:: Data records ::
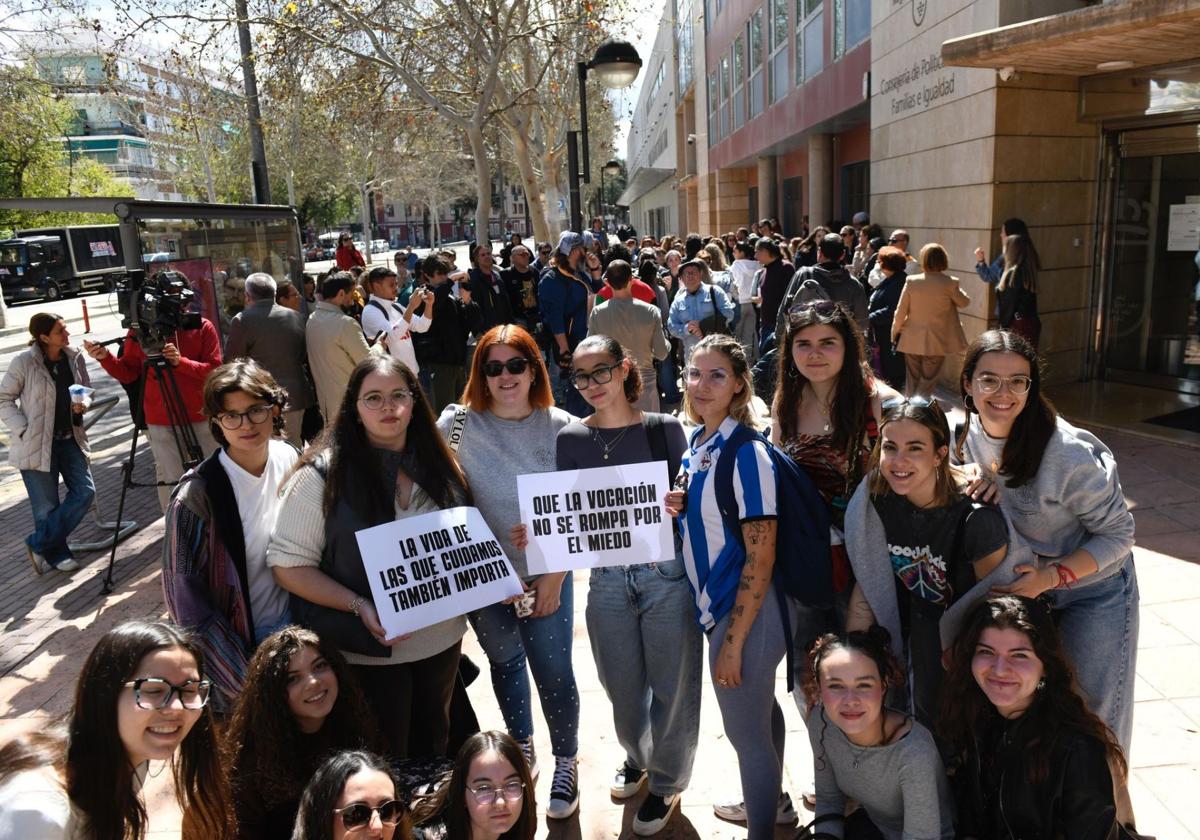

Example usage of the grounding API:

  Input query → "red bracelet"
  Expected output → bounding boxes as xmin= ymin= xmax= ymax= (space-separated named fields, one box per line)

xmin=1051 ymin=562 xmax=1077 ymax=589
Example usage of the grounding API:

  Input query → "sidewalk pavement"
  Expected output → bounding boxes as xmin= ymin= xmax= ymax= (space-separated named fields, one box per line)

xmin=0 ymin=406 xmax=1197 ymax=837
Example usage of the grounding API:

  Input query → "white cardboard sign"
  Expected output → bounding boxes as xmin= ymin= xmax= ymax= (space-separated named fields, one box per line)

xmin=518 ymin=461 xmax=674 ymax=574
xmin=355 ymin=506 xmax=523 ymax=638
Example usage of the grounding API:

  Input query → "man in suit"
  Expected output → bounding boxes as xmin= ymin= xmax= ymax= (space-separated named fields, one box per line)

xmin=224 ymin=272 xmax=316 ymax=444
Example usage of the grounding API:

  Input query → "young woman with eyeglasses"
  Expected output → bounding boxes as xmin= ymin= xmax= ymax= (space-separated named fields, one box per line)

xmin=0 ymin=620 xmax=232 ymax=840
xmin=545 ymin=335 xmax=701 ymax=835
xmin=955 ymin=330 xmax=1138 ymax=754
xmin=844 ymin=397 xmax=1017 ymax=730
xmin=801 ymin=627 xmax=955 ymax=840
xmin=268 ymin=355 xmax=471 ymax=760
xmin=664 ymin=334 xmax=790 ymax=838
xmin=411 ymin=731 xmax=535 ymax=840
xmin=225 ymin=627 xmax=385 ymax=840
xmin=434 ymin=325 xmax=580 ymax=819
xmin=292 ymin=750 xmax=411 ymax=840
xmin=162 ymin=359 xmax=298 ymax=713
:::
◆ Task statement ◆
The response is the full listing, copied exactly, with the pictures omitted.

◆ Task answer ◆
Example usage of the grounding API:

  Input query → "red bracelet"
  Expected output → bounding boxes as xmin= ymin= xmax= ymax= (space-separated named fields, one box per line)

xmin=1051 ymin=562 xmax=1077 ymax=589
Example usage of the grounding API:

  Input query → "sidewalk pavement"
  Expected output → bounding boxes as xmin= ymin= xmax= ymax= (space-separated named fields, one box per line)

xmin=0 ymin=406 xmax=1197 ymax=837
Example usage of the grounding API:

  Input query → "white cardboard sign"
  Expected output → bounding boxes as xmin= ymin= xmax= ymax= (space-separated named fields, one box per line)

xmin=518 ymin=461 xmax=674 ymax=574
xmin=355 ymin=506 xmax=523 ymax=638
Example usage of the grounding API:

  Input query → "man in suit"
  Expected output → bounding boxes as xmin= ymin= xmax= ymax= (space-separated named fields, one box per line)

xmin=224 ymin=272 xmax=316 ymax=444
Example usage of the grounding API:

  Input query → "young woman with eyeglasses"
  Expected output → bounding boxes as xmin= ymin= xmax= ymax= (space-separated named fields, one box per line)

xmin=0 ymin=620 xmax=232 ymax=840
xmin=545 ymin=335 xmax=701 ymax=835
xmin=955 ymin=330 xmax=1138 ymax=754
xmin=844 ymin=397 xmax=1017 ymax=730
xmin=801 ymin=627 xmax=955 ymax=840
xmin=268 ymin=355 xmax=471 ymax=760
xmin=664 ymin=334 xmax=790 ymax=838
xmin=411 ymin=731 xmax=535 ymax=840
xmin=225 ymin=627 xmax=385 ymax=840
xmin=434 ymin=325 xmax=580 ymax=819
xmin=292 ymin=750 xmax=411 ymax=840
xmin=162 ymin=359 xmax=298 ymax=713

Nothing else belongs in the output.